╭─ Source passage

The example 250 shown in FIG. 2B illustrates media file play requests being sent from a user's mobile wireless communication device 232 to a number of media players 247. For example, the mobile wireless communication device 232 can be in close proximity to the stationary media transfer device 244, which can be associated with a proximity detector 252 (e.g., as described at 110 with regard to FIG. 1). In some examples, the proximity detector 252 can be operable continuously to detect mobile wireless communication devices 232 within short-range of the stationary media transfer device 244. Upon detection of the short-range proximity, the proximity detector 252 and/or the associated stationary media transfer device 244 can send a proximity event notification 254 to the mobile wireless communication device 232.

Upon receipt of the proximity event notification 254, the mobile wireless communication device 232 can activate a proximity detection application (not shown). The proximity detection application can attempt to access the stationary media transfer device 244 by starting each of a number of short-range communication protocols (e.g., Wifi, Bluetooth, etc.) and identify which, if any, enable linkage between the mobile wireless communication device 232 and the stationary media transfer device 244 to transfer a media file. Such access being achieved confirms the close proximity determination of the proximity detector 252.

Connection (e.g., linkage) between the mobile wireless communication device 232 and the stationary media transfer device 244 can be accomplished, for example, by registering for notification from one device to the other device if WiFi is turned on and then attempting to connect over WiFi. If the connection is successful, an IP end point (e.g., of an access point) can be returned such that a proximity detection application can identify the stationary media transfer device 244 and determine the communication end point(s). Accordingly, the mobile wireless communication device 232 and the stationary media transfer device 244 can be linked to enable transfer of media files. As described with regard to FIG. 2A, metadata (e.g., the media file application state 234, etc.) can be sent and/or a pairing protocol 238 can, in some examples, be performed though a media service in the cloud 236 or otherwise.

When the mobile wireless communication device 232 and the stationary media transfer device 244 are linked, a notification can be presented to the user, or an enabling application, asking for user consent 255 to enable transfer of display of a media file currently being accessed (e.g., displayed) by the mobile wireless communication device 232 to a media player 247 (e.g., a nearby television). For example, the user can be presented with an option as to whether an accessed video should continue to be displayed on the mobile wireless communication device 232 or whether display of the accessed video should be transferred to the media player 247.

╰─
╭─ Records shown

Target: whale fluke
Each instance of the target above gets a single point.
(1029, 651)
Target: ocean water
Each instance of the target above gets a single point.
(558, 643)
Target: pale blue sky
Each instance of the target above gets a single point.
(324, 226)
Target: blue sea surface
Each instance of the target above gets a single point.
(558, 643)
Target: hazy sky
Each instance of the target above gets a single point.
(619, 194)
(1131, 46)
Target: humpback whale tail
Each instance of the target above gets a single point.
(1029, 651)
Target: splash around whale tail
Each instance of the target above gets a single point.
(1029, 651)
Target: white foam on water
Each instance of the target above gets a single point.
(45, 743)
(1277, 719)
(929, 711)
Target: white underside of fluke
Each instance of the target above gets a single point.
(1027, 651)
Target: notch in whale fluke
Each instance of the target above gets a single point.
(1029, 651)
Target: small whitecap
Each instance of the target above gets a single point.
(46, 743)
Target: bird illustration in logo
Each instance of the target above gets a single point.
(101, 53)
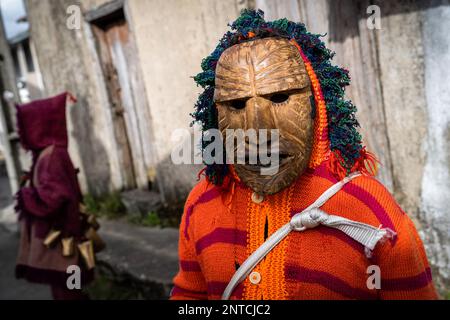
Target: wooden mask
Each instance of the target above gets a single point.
(263, 84)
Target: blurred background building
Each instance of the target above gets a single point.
(130, 63)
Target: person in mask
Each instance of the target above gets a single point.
(330, 224)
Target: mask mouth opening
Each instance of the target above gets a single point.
(282, 158)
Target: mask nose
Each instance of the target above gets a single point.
(259, 114)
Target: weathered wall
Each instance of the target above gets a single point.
(401, 90)
(169, 51)
(434, 208)
(68, 61)
(172, 39)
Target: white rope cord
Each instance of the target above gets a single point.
(309, 218)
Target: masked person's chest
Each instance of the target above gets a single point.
(302, 260)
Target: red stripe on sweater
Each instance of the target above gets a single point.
(408, 283)
(362, 195)
(178, 291)
(221, 235)
(205, 197)
(328, 281)
(218, 287)
(189, 266)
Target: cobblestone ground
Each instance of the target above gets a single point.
(10, 288)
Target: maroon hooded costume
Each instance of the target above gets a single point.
(52, 198)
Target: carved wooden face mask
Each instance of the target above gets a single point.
(263, 84)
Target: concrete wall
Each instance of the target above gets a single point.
(401, 90)
(169, 51)
(68, 61)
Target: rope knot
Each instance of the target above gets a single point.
(308, 220)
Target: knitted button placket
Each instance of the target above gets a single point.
(255, 277)
(257, 198)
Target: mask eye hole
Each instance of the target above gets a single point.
(279, 98)
(238, 104)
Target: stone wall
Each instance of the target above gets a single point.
(401, 90)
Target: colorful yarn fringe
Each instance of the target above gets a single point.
(336, 137)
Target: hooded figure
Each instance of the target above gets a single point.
(320, 218)
(49, 206)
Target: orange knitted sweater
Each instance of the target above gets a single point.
(222, 226)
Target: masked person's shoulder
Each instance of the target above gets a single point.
(202, 189)
(376, 196)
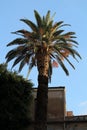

╰─

» **What the task requires**
Please answer these questions from the media transfer passage:
1. What does the proximity detector and/or the stationary media transfer device send to the mobile wireless communication device once short-range proximity is detected?
2. Which short-range communication protocols are named as examples that the proximity detection application starts?
3. Once the two devices are linked, what is the user asked to consent to?
Rely only on the media transfer passage for your answers.

» **Reply**
1. A proximity event notification (254).
2. Wifi and Bluetooth.
3. Transfer of display of a media file currently being accessed by the mobile wireless communication device to a media player, such as a nearby television.